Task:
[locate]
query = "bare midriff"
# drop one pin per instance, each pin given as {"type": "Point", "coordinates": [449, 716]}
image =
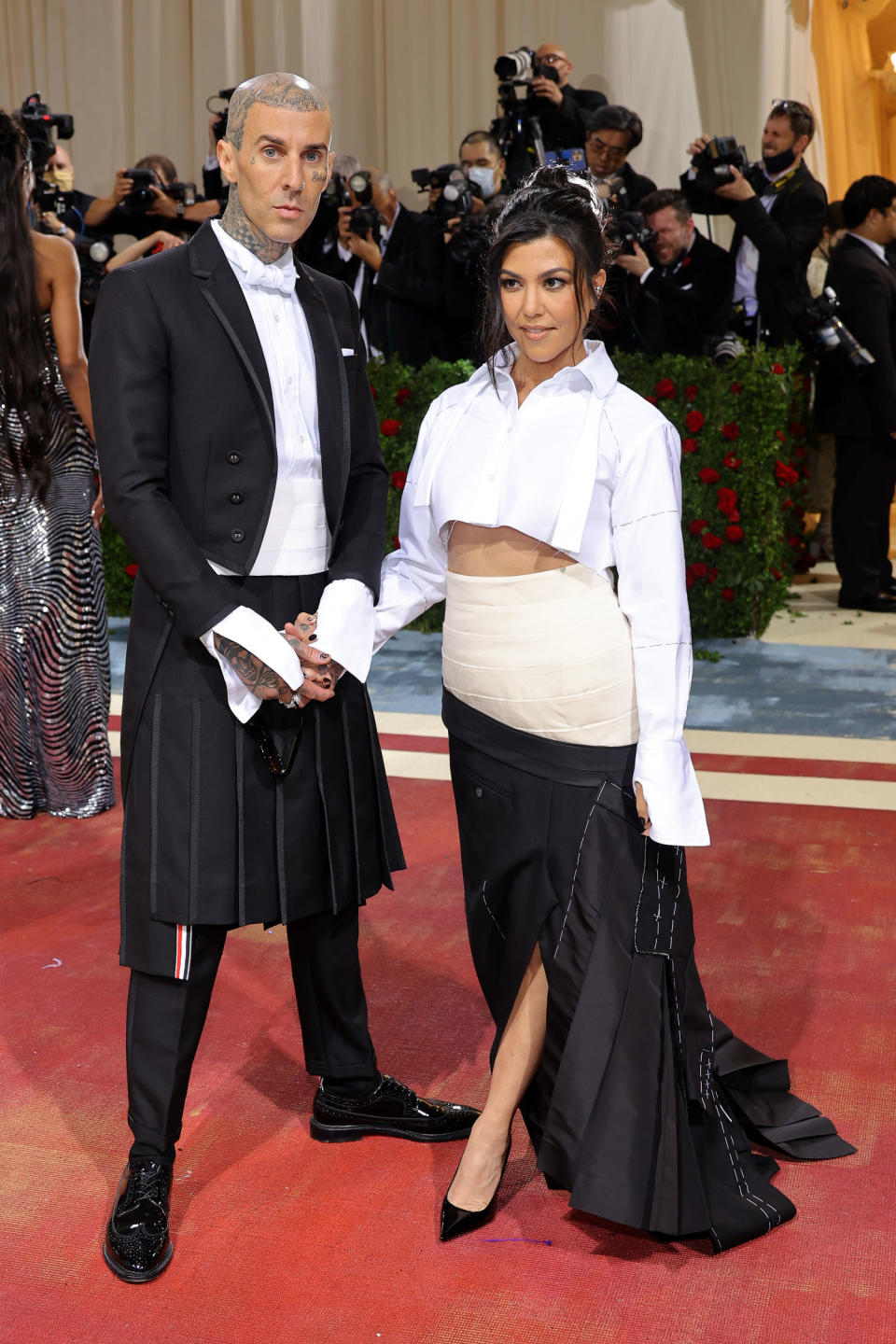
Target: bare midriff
{"type": "Point", "coordinates": [498, 553]}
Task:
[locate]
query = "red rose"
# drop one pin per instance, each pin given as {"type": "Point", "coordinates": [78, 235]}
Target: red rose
{"type": "Point", "coordinates": [785, 475]}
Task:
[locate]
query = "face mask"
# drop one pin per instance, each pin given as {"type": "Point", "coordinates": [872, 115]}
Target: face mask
{"type": "Point", "coordinates": [777, 162]}
{"type": "Point", "coordinates": [483, 179]}
{"type": "Point", "coordinates": [62, 177]}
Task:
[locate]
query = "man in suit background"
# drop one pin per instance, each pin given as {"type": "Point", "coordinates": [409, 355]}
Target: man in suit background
{"type": "Point", "coordinates": [682, 284]}
{"type": "Point", "coordinates": [395, 274]}
{"type": "Point", "coordinates": [860, 410]}
{"type": "Point", "coordinates": [779, 211]}
{"type": "Point", "coordinates": [241, 463]}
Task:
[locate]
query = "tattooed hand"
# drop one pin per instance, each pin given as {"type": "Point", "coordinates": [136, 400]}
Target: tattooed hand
{"type": "Point", "coordinates": [321, 672]}
{"type": "Point", "coordinates": [260, 680]}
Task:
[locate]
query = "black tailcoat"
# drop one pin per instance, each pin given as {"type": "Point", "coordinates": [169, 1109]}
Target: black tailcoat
{"type": "Point", "coordinates": [187, 445]}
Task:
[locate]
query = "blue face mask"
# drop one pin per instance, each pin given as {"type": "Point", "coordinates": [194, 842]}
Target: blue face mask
{"type": "Point", "coordinates": [483, 179]}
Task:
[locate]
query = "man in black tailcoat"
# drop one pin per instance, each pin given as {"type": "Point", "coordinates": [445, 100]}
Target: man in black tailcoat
{"type": "Point", "coordinates": [241, 463]}
{"type": "Point", "coordinates": [861, 409]}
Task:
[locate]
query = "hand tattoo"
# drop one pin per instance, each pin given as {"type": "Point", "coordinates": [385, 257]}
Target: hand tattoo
{"type": "Point", "coordinates": [250, 669]}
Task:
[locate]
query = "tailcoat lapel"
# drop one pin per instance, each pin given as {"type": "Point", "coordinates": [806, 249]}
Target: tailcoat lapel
{"type": "Point", "coordinates": [332, 397]}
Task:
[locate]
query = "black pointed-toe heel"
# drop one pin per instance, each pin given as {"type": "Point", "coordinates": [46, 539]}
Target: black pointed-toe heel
{"type": "Point", "coordinates": [455, 1221]}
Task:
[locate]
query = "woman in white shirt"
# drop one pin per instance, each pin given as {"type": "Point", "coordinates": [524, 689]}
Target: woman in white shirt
{"type": "Point", "coordinates": [565, 700]}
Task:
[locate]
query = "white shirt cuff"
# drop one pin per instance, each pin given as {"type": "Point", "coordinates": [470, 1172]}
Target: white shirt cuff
{"type": "Point", "coordinates": [257, 635]}
{"type": "Point", "coordinates": [666, 775]}
{"type": "Point", "coordinates": [345, 623]}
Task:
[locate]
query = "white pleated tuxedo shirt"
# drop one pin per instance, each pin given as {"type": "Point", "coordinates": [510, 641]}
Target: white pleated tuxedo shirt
{"type": "Point", "coordinates": [593, 469]}
{"type": "Point", "coordinates": [296, 538]}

################

• Task to complete: Reproduce each record from above exactly; pictures do not belong in the copy.

• Answer area:
Task:
[locate]
query = "bare midriff"
# drop one pin per instance, each pin given as {"type": "Point", "coordinates": [449, 716]}
image =
Target: bare midriff
{"type": "Point", "coordinates": [498, 553]}
Task:
[locate]
query = "red rose"
# drop one pin per instance, each pin given as {"type": "Point", "coordinates": [78, 235]}
Target: red rose
{"type": "Point", "coordinates": [785, 475]}
Task:
[locate]
query = "face mask"
# drop one pin per instance, each pin given as {"type": "Point", "coordinates": [872, 115]}
Target: face mask
{"type": "Point", "coordinates": [777, 162]}
{"type": "Point", "coordinates": [483, 179]}
{"type": "Point", "coordinates": [62, 177]}
Task:
[locate]
query = "man in suit background"
# drop one pin per instance, each pin given as {"type": "Point", "coordinates": [409, 355]}
Target: man in suit background
{"type": "Point", "coordinates": [682, 284]}
{"type": "Point", "coordinates": [395, 274]}
{"type": "Point", "coordinates": [860, 410]}
{"type": "Point", "coordinates": [779, 211]}
{"type": "Point", "coordinates": [241, 463]}
Task:
[locate]
query = "tattooed hand"
# drop one pin per instance, each pin given as {"type": "Point", "coordinates": [136, 400]}
Target: tattooed hand
{"type": "Point", "coordinates": [321, 672]}
{"type": "Point", "coordinates": [260, 680]}
Task:
[locate]
query = "black tailcoat"
# drop one pin per instance, each pin given as {"type": "Point", "coordinates": [169, 1109]}
Target: black tailcoat
{"type": "Point", "coordinates": [187, 445]}
Task:
[locate]
query = "blue face mask"
# drop one pin per instance, each pin given as {"type": "Point", "coordinates": [194, 842]}
Target: blue face mask
{"type": "Point", "coordinates": [483, 179]}
Task:
[locate]
query = "man in black tailcoat"
# drop one pin per instance, each pin given as {"type": "Point", "coordinates": [445, 100]}
Target: man in black tailcoat
{"type": "Point", "coordinates": [241, 463]}
{"type": "Point", "coordinates": [861, 409]}
Task:
[locate]
query = "hand tattoo"
# drop one pin per instance, each pin given as {"type": "Point", "coordinates": [385, 257]}
Target: hand tattoo
{"type": "Point", "coordinates": [250, 669]}
Task:
[locate]
query = "tailcoat lapel"
# drop one pin per instance, each pin given as {"type": "Point", "coordinates": [806, 249]}
Target: tailcoat lapel
{"type": "Point", "coordinates": [332, 397]}
Task:
[locate]
query = "black pointed-toe heel"
# drop one pin per instance, each pin given as {"type": "Point", "coordinates": [46, 539]}
Target: black pointed-toe heel
{"type": "Point", "coordinates": [455, 1221]}
Task:
[locate]
query = "woman in white shirt"
# drop one pin per instance, each pin given as {"type": "Point", "coordinates": [524, 689]}
Target: woman in white shirt
{"type": "Point", "coordinates": [565, 700]}
Task:
[locate]
query = "white shirt cuff"
# drop one pin per instance, each pin given as {"type": "Point", "coordinates": [470, 1172]}
Target: white shirt cuff
{"type": "Point", "coordinates": [257, 635]}
{"type": "Point", "coordinates": [666, 775]}
{"type": "Point", "coordinates": [345, 623]}
Task:
[locate]
query = "white pleated tuxedo shirt"
# drop one pin per instance, each pin given as {"type": "Point", "coordinates": [510, 641]}
Target: white pleated tuxedo shirt
{"type": "Point", "coordinates": [593, 469]}
{"type": "Point", "coordinates": [296, 538]}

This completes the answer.